* Text excerpt
►

Higgins, TX Leedey, Arnett, Gage, OK Tornado, May 1947
TORNADO HITS LEEDEY, OKLA., 6 PERSONS REPORTED KILLED.
TELEPHONE OPERATOR DECLARES TOWN OF 600 "WAS THREE-QUARTERS DESTROYED" AND THAT OTHERS MAY BE DEAD -- SAYS DOCTORS AND MEDICAL SUPPLIES ARE NEEDED -- TWISTER STRIKES NEAR OTHER OKLAHOMA TOWNS AND HIGGINS, TEX.
Leedey, Okla., May 31. -- (AP) -- A savage tornado ripped into this northwestern Oklahoma town of 600 tonight and JACK SAPP, telephone operator said "Leedey was three quarters destroyed."
SAPP, talking over a makeshift circuit set up outside the town, said a warning sounded over a fire siren and a loudspeaker before the storm struck apparently had held down loss of life.
"We already have found six bodies," SAPP declared, adding:
"We don't know how many more were killed or hurt, but we believe the loss of life was small because we cleared the people off the streets before the tornado hit."
Asks Aid Be Sent.
"We need ambulances and doctors and medical supplies as fast as we can get them, though, and as much other help as we can get."

◄

* Task objective
Answer from the news report on the Leedey tornado:
1. What was the population of Leedey?
2. What two means sounded the warning before the storm struck?
3. How many bodies had already been found?

* Entries supplied
►

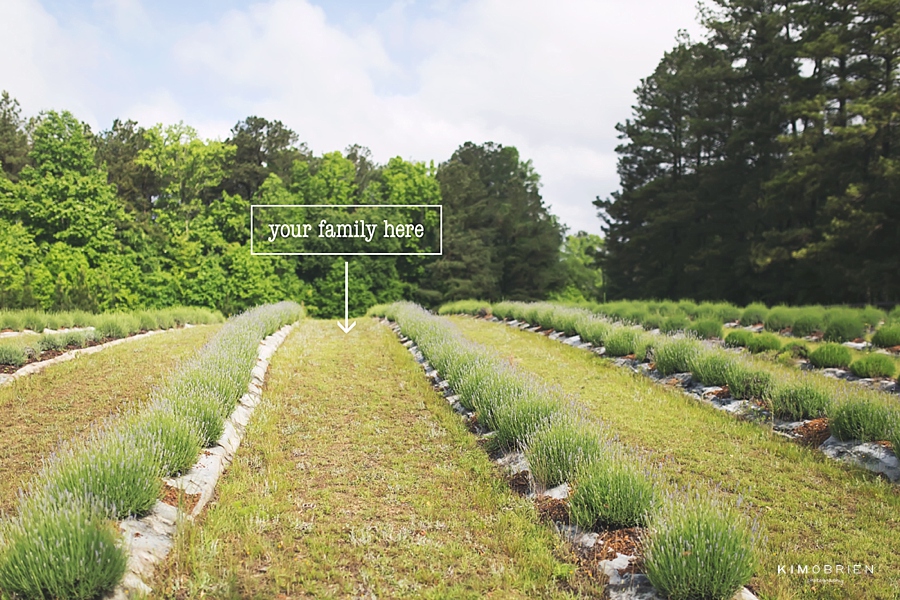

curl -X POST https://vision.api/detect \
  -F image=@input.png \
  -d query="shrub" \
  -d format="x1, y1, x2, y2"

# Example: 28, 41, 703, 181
622, 308, 650, 325
859, 306, 887, 329
824, 312, 865, 342
0, 310, 22, 331
491, 390, 560, 449
791, 308, 825, 337
38, 333, 66, 352
653, 338, 700, 375
438, 300, 491, 317
764, 306, 794, 333
828, 396, 898, 442
0, 494, 127, 599
741, 303, 769, 327
0, 343, 25, 367
569, 453, 656, 529
94, 314, 141, 339
887, 305, 900, 323
59, 331, 92, 348
677, 300, 700, 319
725, 329, 754, 348
747, 332, 781, 354
643, 497, 756, 600
809, 344, 852, 369
525, 418, 609, 488
578, 317, 612, 346
850, 352, 897, 377
124, 407, 201, 477
606, 327, 646, 356
35, 430, 162, 519
641, 313, 665, 331
770, 378, 831, 421
659, 314, 691, 333
716, 302, 742, 323
781, 341, 809, 358
22, 310, 47, 333
134, 310, 159, 331
691, 350, 735, 385
725, 361, 773, 400
872, 323, 900, 348
688, 319, 722, 340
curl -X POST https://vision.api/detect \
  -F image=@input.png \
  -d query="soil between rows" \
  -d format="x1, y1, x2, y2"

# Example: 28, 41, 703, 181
452, 317, 900, 599
153, 320, 600, 598
0, 325, 220, 512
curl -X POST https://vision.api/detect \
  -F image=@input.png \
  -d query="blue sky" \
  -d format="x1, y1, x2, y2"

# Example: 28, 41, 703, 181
0, 0, 701, 233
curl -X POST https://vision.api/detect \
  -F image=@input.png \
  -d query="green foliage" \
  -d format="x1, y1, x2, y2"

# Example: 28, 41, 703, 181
38, 333, 66, 352
741, 303, 769, 326
850, 352, 897, 377
791, 310, 825, 337
781, 341, 809, 358
525, 417, 609, 488
643, 496, 757, 600
824, 312, 865, 342
872, 323, 900, 348
725, 361, 774, 400
419, 142, 567, 304
691, 349, 736, 385
0, 342, 26, 367
828, 396, 900, 442
34, 431, 162, 519
809, 344, 853, 369
605, 327, 648, 359
0, 494, 127, 600
438, 300, 491, 317
688, 319, 722, 340
764, 306, 795, 333
859, 306, 887, 329
569, 452, 656, 529
123, 407, 201, 477
715, 302, 743, 323
725, 329, 755, 348
561, 231, 603, 300
747, 332, 781, 354
659, 314, 691, 333
653, 338, 701, 375
770, 377, 831, 421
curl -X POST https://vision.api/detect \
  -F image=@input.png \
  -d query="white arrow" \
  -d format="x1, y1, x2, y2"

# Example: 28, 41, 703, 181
338, 261, 356, 333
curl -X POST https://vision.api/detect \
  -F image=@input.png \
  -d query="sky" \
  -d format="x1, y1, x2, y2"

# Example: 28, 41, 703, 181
0, 0, 702, 233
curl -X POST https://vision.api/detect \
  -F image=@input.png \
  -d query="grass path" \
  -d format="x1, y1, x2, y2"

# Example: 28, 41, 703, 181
453, 317, 900, 599
0, 325, 219, 511
154, 319, 575, 599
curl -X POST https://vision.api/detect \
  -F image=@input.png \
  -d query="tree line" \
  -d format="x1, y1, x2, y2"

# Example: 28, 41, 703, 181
0, 92, 599, 317
595, 0, 900, 304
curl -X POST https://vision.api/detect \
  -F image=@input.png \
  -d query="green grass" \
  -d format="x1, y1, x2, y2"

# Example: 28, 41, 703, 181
569, 452, 657, 530
644, 495, 757, 600
850, 353, 897, 377
153, 320, 588, 599
525, 417, 610, 489
809, 343, 853, 369
454, 319, 900, 599
0, 494, 126, 600
0, 325, 218, 511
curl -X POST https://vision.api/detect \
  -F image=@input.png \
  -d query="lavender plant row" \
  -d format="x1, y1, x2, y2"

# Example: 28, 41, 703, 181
370, 303, 759, 600
460, 302, 900, 448
0, 302, 303, 598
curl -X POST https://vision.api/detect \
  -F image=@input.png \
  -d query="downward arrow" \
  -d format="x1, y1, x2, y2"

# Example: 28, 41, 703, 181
338, 261, 356, 333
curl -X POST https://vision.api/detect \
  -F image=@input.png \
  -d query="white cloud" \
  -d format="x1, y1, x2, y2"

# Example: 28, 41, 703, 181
0, 0, 699, 231
0, 0, 100, 124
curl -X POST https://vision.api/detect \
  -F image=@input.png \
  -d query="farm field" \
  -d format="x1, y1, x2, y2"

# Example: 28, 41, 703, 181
153, 319, 598, 598
452, 317, 900, 598
0, 325, 220, 511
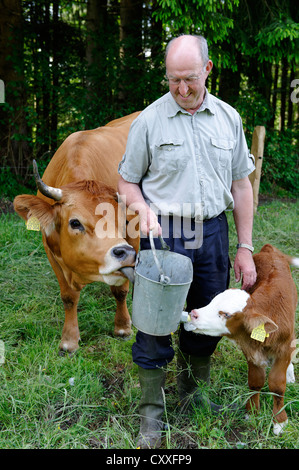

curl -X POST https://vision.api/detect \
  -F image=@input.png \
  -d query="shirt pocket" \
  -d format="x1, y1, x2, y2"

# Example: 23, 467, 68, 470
211, 137, 234, 168
155, 139, 187, 174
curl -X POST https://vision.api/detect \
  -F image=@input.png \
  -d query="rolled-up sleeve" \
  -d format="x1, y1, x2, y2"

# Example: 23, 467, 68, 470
232, 115, 255, 181
118, 116, 150, 183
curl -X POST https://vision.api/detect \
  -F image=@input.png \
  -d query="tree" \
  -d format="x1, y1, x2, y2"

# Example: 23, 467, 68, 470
0, 0, 30, 175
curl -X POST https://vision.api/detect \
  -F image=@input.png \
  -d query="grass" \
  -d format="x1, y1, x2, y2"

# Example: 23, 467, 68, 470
0, 197, 299, 449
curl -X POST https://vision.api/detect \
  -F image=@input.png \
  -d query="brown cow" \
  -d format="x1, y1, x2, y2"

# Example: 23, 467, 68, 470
185, 244, 299, 435
14, 113, 139, 352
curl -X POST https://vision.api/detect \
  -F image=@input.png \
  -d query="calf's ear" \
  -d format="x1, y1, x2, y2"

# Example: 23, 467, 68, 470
244, 311, 278, 334
13, 194, 55, 233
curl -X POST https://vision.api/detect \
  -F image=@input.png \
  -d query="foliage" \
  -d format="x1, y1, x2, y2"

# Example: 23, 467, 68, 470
0, 202, 299, 451
261, 129, 299, 197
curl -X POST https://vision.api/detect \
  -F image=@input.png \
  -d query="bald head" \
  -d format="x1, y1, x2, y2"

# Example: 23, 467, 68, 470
165, 35, 213, 113
165, 34, 209, 65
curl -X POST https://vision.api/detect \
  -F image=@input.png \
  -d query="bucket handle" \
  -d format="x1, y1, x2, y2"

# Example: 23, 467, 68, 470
149, 230, 170, 285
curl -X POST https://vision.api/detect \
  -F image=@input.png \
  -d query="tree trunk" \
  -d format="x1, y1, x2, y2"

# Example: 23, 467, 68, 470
119, 0, 144, 110
0, 0, 29, 177
280, 57, 289, 131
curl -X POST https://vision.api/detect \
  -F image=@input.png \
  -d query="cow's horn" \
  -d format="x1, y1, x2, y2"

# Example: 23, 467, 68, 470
33, 160, 62, 201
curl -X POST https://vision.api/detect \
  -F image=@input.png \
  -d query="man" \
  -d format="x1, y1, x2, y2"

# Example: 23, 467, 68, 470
118, 35, 256, 448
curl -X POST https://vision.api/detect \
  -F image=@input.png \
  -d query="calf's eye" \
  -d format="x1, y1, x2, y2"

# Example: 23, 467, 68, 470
69, 219, 84, 232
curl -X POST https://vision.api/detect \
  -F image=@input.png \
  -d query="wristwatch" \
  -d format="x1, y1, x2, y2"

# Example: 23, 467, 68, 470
237, 243, 254, 253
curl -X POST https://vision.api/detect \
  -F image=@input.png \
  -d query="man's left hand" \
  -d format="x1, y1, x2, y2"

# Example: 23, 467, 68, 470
234, 248, 256, 290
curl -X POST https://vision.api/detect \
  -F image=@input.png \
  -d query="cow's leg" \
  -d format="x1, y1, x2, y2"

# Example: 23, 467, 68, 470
268, 357, 290, 435
246, 362, 266, 412
110, 281, 132, 336
45, 245, 80, 353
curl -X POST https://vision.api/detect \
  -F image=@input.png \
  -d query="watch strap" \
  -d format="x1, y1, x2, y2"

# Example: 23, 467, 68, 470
237, 243, 254, 253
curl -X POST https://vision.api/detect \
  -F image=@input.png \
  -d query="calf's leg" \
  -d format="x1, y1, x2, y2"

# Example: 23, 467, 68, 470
268, 357, 290, 435
246, 362, 266, 412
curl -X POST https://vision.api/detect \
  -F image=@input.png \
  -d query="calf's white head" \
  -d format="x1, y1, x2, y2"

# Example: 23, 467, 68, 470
184, 289, 250, 336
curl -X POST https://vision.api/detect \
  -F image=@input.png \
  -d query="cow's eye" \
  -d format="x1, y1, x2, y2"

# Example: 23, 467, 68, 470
69, 219, 84, 232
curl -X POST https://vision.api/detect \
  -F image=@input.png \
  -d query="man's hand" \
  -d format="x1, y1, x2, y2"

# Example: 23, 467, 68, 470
234, 248, 256, 290
137, 205, 162, 237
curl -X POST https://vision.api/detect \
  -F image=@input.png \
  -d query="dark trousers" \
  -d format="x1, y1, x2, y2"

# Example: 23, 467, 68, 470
132, 213, 230, 369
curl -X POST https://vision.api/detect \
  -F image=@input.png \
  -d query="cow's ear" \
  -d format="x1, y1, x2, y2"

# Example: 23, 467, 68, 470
13, 194, 55, 234
244, 311, 278, 334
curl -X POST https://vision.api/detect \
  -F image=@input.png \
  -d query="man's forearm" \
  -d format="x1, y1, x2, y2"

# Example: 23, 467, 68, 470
118, 177, 161, 235
232, 178, 253, 245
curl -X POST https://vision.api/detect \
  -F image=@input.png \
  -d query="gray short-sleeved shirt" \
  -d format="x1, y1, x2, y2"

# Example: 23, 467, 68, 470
118, 90, 254, 221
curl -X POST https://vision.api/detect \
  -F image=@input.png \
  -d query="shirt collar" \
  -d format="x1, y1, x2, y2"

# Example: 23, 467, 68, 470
167, 88, 215, 117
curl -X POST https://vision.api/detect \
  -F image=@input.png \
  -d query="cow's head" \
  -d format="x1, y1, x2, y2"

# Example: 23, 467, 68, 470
185, 289, 277, 338
14, 162, 136, 287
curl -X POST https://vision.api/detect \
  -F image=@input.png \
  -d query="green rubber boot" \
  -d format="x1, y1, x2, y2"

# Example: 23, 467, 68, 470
136, 367, 166, 449
177, 351, 223, 414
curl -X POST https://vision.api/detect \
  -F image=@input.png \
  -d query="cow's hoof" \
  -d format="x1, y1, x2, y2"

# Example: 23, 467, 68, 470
59, 339, 79, 356
114, 328, 133, 339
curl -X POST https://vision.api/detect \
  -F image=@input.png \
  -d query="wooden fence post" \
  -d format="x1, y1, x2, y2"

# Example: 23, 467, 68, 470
249, 126, 266, 213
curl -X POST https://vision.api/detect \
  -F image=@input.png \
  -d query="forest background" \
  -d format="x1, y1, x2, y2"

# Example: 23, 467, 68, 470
0, 0, 299, 199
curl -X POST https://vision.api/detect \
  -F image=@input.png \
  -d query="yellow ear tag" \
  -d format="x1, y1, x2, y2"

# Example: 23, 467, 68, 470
26, 217, 40, 232
250, 323, 269, 343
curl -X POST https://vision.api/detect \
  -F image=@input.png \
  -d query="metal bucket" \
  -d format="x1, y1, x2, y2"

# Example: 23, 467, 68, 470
132, 232, 193, 336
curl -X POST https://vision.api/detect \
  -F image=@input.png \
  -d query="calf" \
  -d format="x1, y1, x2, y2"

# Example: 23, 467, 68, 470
185, 244, 299, 435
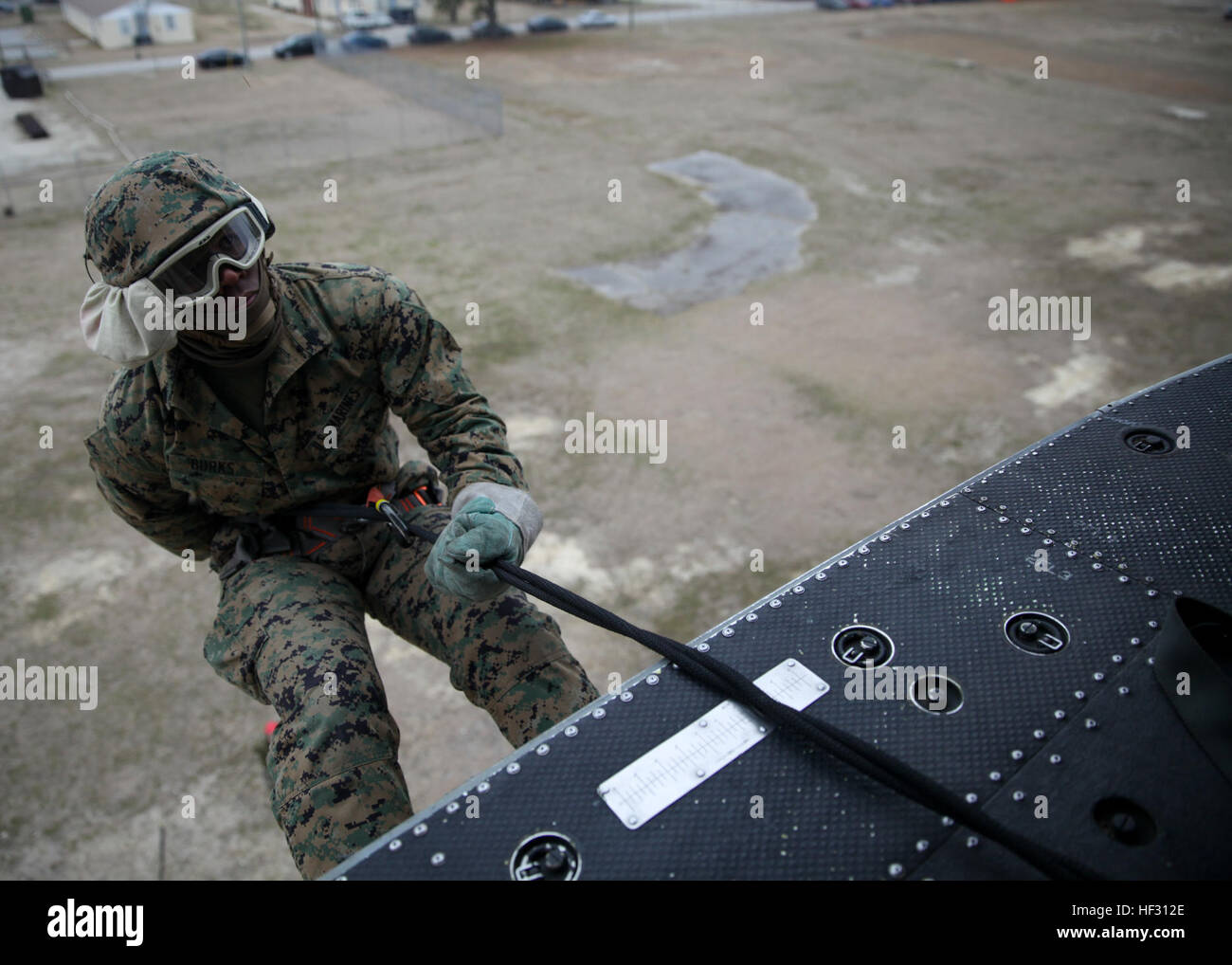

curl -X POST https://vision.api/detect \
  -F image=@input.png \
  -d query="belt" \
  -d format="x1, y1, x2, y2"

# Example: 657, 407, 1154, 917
218, 482, 444, 579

◄

* The completed task
1. 600
2. A fire siren and a loudspeaker
3. Six